Task instructions:
1 > Translate this sentence from the networking text into Spanish: "This is a good time to point out that IP itself is a protocol."
2 > Retype the networking text word for word, from "You are probably" to "whatever you want.".

Excerpted text:
Once the connection is established the browser encrypts the first HTTP request and sets the now-encrypted HTTPS request as the TCP segment's payload. Then the operating system "wraps" this TCP segment in an IP packet and sets the source and destination addresses along with other useful information like protocol version (4 or 6). This is a good time to point out that IP itself is a protocol. After all IP is an abbreviation of Internet Protocol! This is the level at which routing across networks happens and allows your packet to reach the destination. Finally, the OS "wraps" the IP packet in an Ethernet frame. Ethernet is the lowest, link layer protocol that uses MAC addresses to send messages between NICs (Network Interface Controller) of two or more devices. The OS uses the driver software of the network interface (which is called something like eth0
on your computer) to send the Ethernet frame as physical signals.
You are probably noticing some pattern. The system keeps wrapping, or encapsulating things into other things. This is the known as the TCP/IP model of networking. The TCP/IP model organizes protocols in layers such that each layer is only concerned with its own "job": data link layer only needs to deliver (and verify integrity of) Ethernet messages by MAC address within a LAN. Network layer is concerned with routing IP packets (which encapsulate link layer messages) across networks separated by routers. Transport layer can provide retransmission of lost network layer packets and their order. Application layer can be used for whatever you want.

Supplied information:
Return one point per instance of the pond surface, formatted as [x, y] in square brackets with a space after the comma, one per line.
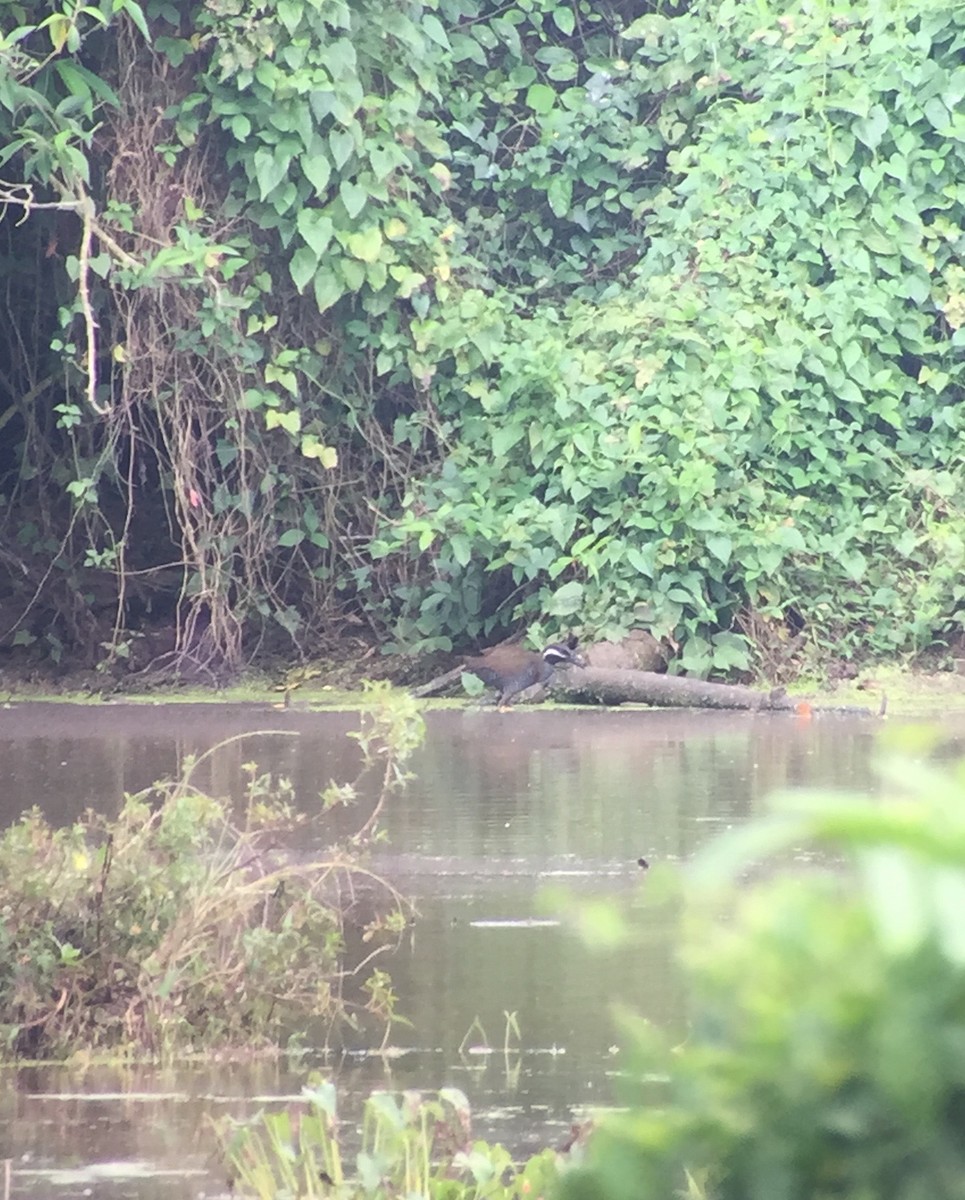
[504, 1002]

Expected answers:
1 > Este es un buen momento para señalar que IP en sí mismo es un protocolo.

2 >
You are probably noticing some pattern. The system keeps wrapping, or encapsulating things into other things. This is the known as the TCP/IP model of networking. The TCP/IP model organizes protocols in layers such that each layer is only concerned with its own "job": data link layer only needs to deliver (and verify integrity of) Ethernet messages by MAC address within a LAN. Network layer is concerned with routing IP packets (which encapsulate link layer messages) across networks separated by routers. Transport layer can provide retransmission of lost network layer packets and their order. Application layer can be used for whatever you want.